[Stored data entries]
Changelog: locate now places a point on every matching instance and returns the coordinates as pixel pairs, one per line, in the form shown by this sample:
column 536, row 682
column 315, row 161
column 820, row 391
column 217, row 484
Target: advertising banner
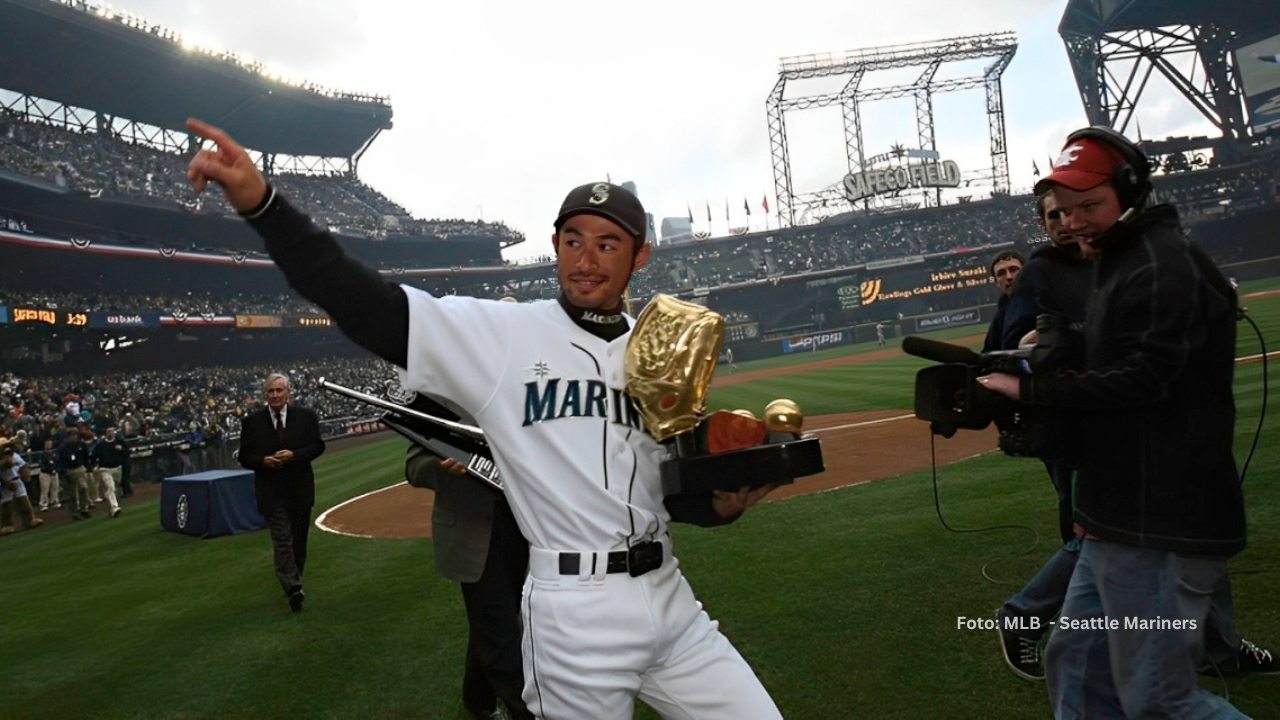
--
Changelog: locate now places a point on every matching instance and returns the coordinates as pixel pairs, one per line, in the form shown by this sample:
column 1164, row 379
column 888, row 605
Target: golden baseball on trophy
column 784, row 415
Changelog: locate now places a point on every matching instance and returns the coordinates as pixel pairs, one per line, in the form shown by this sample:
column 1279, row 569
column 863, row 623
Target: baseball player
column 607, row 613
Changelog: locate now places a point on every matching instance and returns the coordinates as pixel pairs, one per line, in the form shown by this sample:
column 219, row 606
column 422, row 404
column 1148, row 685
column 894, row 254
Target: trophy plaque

Activity >> The output should be exactly the lines above from the line containing "column 1279, row 569" to the line containing "Target: trophy plaque", inclusive, with no other lines.

Answer box >>
column 1279, row 569
column 863, row 623
Target: baseball player
column 607, row 613
Changelog: locate now places a point on every matching instance and returns the coordinates as pixel pairs, one per line, in the form shown by this sample:
column 219, row 606
column 422, row 404
column 1148, row 685
column 894, row 254
Target: trophy plaque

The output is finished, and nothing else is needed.